Please copy each line below that contains the word "dark".

> Source information
______________________________

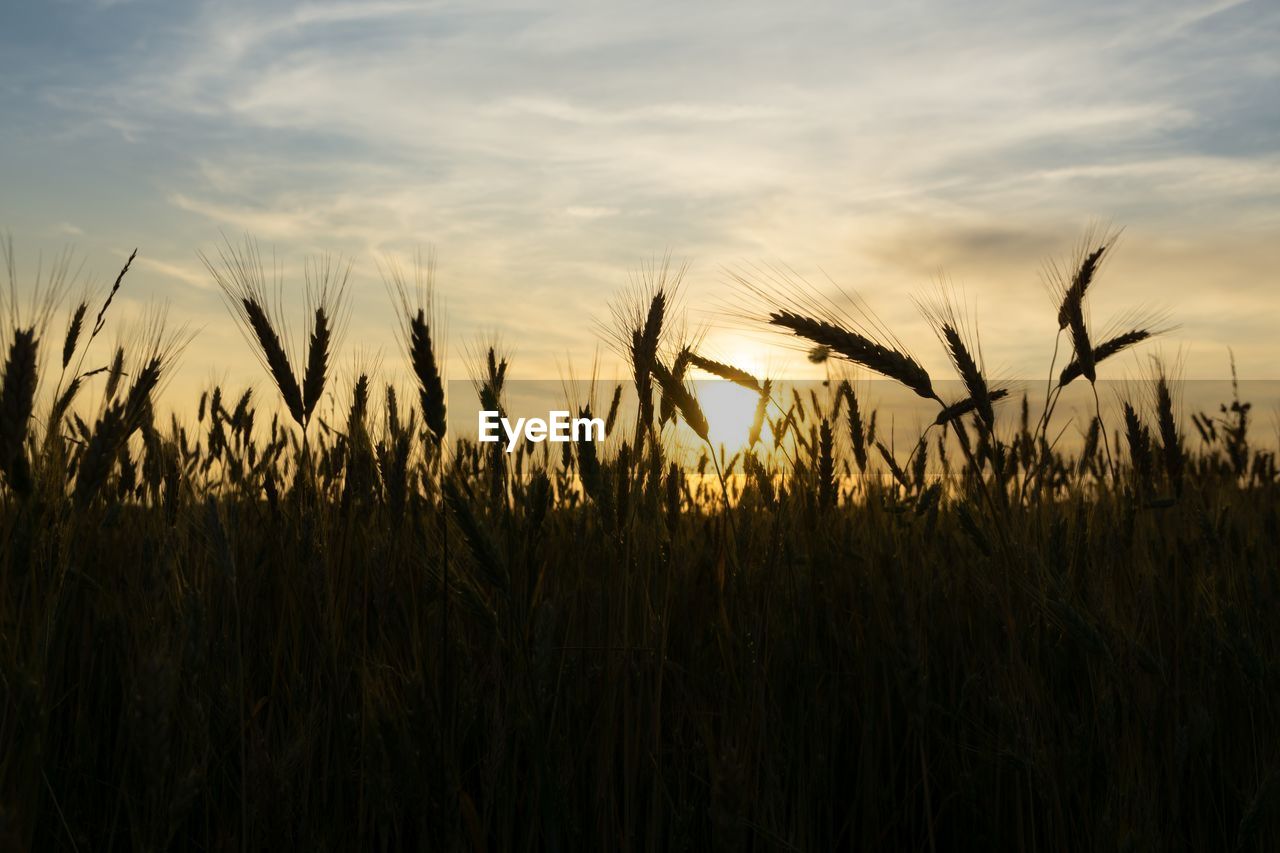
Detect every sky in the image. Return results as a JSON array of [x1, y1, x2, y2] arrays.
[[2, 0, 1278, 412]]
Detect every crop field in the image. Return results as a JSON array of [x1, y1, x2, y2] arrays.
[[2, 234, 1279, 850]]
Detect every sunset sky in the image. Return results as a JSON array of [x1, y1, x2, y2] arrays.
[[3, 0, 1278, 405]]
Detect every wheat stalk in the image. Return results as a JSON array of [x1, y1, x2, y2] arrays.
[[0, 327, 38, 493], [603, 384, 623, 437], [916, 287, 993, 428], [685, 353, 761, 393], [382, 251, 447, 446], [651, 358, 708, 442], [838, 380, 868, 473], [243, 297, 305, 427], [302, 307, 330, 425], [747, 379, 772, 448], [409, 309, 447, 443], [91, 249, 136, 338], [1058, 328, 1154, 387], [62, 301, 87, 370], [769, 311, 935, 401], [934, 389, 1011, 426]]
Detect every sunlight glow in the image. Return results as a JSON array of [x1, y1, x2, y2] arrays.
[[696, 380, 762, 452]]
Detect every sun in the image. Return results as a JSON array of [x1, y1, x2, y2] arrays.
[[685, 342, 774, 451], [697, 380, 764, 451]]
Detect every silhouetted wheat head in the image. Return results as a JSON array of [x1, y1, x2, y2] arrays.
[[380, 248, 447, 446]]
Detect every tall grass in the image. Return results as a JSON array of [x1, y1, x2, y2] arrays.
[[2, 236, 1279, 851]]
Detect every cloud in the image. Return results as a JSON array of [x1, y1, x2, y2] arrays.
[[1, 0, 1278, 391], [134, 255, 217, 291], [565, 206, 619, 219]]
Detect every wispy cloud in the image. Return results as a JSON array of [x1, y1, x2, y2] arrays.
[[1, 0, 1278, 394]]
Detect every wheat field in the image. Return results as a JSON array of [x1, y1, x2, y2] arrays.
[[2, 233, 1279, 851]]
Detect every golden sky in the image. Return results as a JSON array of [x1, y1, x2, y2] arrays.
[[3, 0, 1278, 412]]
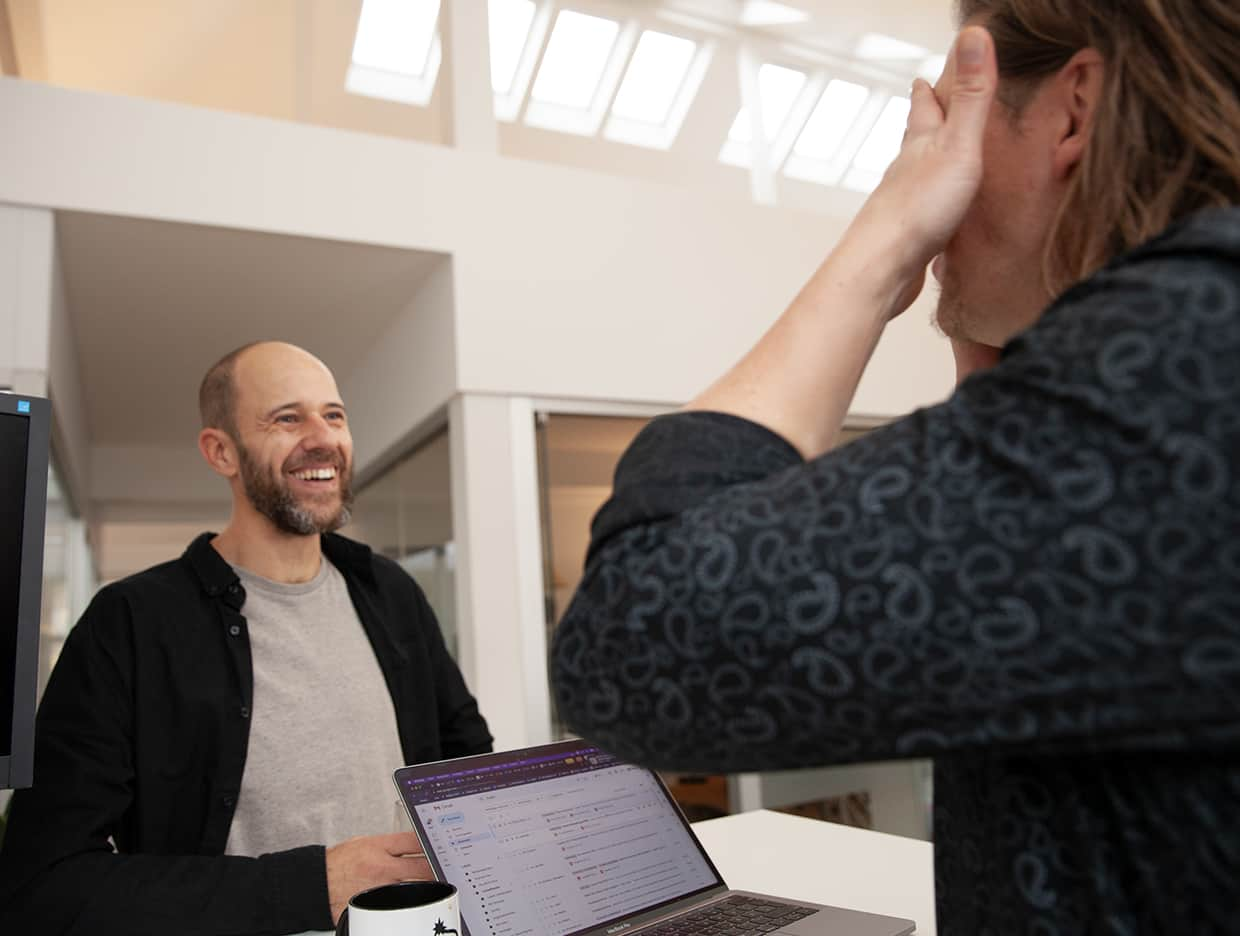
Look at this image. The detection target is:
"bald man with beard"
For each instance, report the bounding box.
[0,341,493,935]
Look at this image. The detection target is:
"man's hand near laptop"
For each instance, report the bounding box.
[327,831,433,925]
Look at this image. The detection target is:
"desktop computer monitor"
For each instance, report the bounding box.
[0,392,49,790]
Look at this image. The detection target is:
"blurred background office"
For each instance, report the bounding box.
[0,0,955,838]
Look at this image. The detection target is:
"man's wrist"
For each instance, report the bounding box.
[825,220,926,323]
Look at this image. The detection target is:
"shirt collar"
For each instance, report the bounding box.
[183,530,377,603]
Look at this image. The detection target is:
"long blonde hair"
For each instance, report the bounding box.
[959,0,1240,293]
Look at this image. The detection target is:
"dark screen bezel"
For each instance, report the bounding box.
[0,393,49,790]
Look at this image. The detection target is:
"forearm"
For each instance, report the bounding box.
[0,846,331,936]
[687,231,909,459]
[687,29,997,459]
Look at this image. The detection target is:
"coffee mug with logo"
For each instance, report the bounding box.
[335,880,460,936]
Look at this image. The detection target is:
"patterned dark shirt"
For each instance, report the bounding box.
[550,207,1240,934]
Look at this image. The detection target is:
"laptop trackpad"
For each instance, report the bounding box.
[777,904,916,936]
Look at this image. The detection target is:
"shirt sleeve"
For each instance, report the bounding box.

______________________________

> Answer below
"dark screen bezel"
"patterned dark shirt"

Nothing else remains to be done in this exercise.